§ **Sayfadan alıntı**:
....

Bütün ömrünü aziz Türk milletine, Türk milliyetçiliği hareketine, ülküsüne , adayan, Ülkücü Hareketin fikir mimarlarından hukukçu ,yazar, fikir adamı, abide şahsiyetlerden Galip Erdem hakka yürüyüşünün 24. yıldönümünde Ankara Cebeci Asri Mezarlığı’ndaki kabri başında, bir grup Ülkücü tarafından dualarla anıldı. Ülkücü hareketin tarihini yazan, ülkücü hareketin kanaat önderlerinden, Hakkı Öznur, Eksen Sendikası Genel Başkanı Dr.İsmail Yıldız ,araştırmacı Yazar Metin Turhan, Muzaffer Bozgeyik, kabri ziyaret eden isimlerdendi. Araştırmacı yazar Hakkı Öznur , Ülkücülerin ağabeyi, büyük dava ve fikir adamı Galip Erdem ile ilgili şu mesajı yayınlamıştır :

ÜLKÜCÜNÜN ÇİLESİNİ YAZDI ,YAZDIĞI GİBİ YAŞADI

67 yıllık ömrünü ülküye, ülkücülüğe , milletine, Türklüğe adayan Galip Erdem müstesna ve abide bir şahsiyettir. 67 yıla 500 yıl sığdırdı. Milliyetçi Ülkücü Hareketin Dedem Korkut’u oldu, Feragatin, fedakârlığın, hasbiliğin, dava arkadaşlarına karşı tevazuun, din ve millet düşmanlarına karşı vakarın timsali olarak yaşadı.

Sözün gerçek anlamıyla bir Ülkücüydü . Bütün ömrünü vakfettiği Türk Milliyetçiliği ülküsü yolunda kendi beninden vazgeçmiş bir büyük dava ve ülkü adamıydı. O Kendini hiç düşünmedi kendisi için bir gün yaşamadı.

Ülkücü Hareketin ERDEM’İ , Ülkücülerin Ülkücüsüydü. Ömrünü inandıklarını ,bildiklerini aktarmak için uğraşarak geçirdi. Her an ömrünü cephedeymişçesine ülkücü hareketin içerisinde, davaya hizmetle geçirdi. Ülkücülerin günümüzdeki Dedem Korkutu’ydu. İnandığı değerler uğruna düşündü, okudu, yazdı , konuştu. Galip Erdem ağabeyimizin hayatı ülkücülüğün hikayesi ve bir gerçeğidir. Yüzündeki derin çizgiler Yaşanmışlığın resmidir.

....

§ **Sağlanan bilgiler**:
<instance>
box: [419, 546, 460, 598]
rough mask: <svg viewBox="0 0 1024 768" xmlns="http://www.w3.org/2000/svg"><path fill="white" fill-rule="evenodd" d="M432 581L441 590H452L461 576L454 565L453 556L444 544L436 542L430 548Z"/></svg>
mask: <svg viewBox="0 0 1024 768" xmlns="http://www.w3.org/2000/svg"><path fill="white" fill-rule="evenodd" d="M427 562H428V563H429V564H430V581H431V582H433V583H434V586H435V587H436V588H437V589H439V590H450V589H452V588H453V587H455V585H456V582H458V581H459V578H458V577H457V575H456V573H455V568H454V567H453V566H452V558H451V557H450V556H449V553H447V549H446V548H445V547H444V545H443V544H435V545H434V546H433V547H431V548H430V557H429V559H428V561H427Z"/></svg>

....

§ **Çalışma yönergesi**:
a) Galip Erdem hakkındaki metne göre anma töreni nerede yapıldı?
b) Aşağıdaki ifadelerin Galip Erdem hakkındaki metinle uyuşup uyuşmadığını belirtin; her biri için evet ya da hayır yazıp metindeki belirleyici sözleri aynen alıntılayın.
(i) Galip Erdem, hakka yürüyüşünün 24. yıldönümünde anıldı.
(ii) Anma, Ankara'daki bir camide düzenlendi.
(iii) Galip Erdem kendisi için yaşadı.
c) Galip Erdem hakkındaki metni bittiği noktadan itibaren sürdürün.

§ **Problemlerin cevapları**:
a) Ankara Cebeci Asri Mezarlığı'ndaki kabri başında.

b)
(i) Evet: "hakka yürüyüşünün 24. yıldönümünde"
(ii) Hayır: "Ankara Cebeci Asri Mezarlığı’ndaki kabri başında"
(iii) Hayır: "kendisi için bir gün yaşamadı"

c)
yıl önce, 43 yıl önce, Malazgirt’te, Söğüt’te, Çanakkale’de çok sevdiği itimat ettiği güvendiği ülkücü gençlerle evlatlarıyla birlikte yürüyendi. Kurulan tarihi çadırlarda sabahlara kadar genç ülkücülere, Ülkücü dünya görüşünü ve Türk Milliyetçiliği ülküsünü anlatandı. Şehit cenazelerinde , 12 Eylül mahkemelerinde , görüş günlerinde, cezaevi kapılarında, hep vardı. Şehit ailelerinin ve zindanlarda yatan ülkücülerin yanında yine o vardı.

1984 yılında yayınlanan Mektuplar kitabında; “Allah’ınıza, milletinize, tarihinize hesap verebildikten sonra ötesine hiç aldırmayın…” diyen Galip Erdem ağabeyimiz “Ülkücünün Çilesini” yazan adamdı. Yazdıklarıyla yaşadıkları arasında hiçbir çelişki yoktu. Yazdığı gibi yaşadı.

Dava büyüğümüz Galip Erdem için ülkücülük, bağlandığı bir üstün değerde kendini aşmak cehtidir. Dünya zevklerinden, bedenî hazlardan bu gaye uğruna vazgeçebilmek gücüdür.

Abdürrahim Karakoç ağabey vefatının ardından ” ismiyle ülküsüyle müsemma bir mücadele kahramanı. Hayatı boyunca nefsine mağlup olmayan bir garip Dervişti o.. Galip geldi Galip gitti.”. diyordu.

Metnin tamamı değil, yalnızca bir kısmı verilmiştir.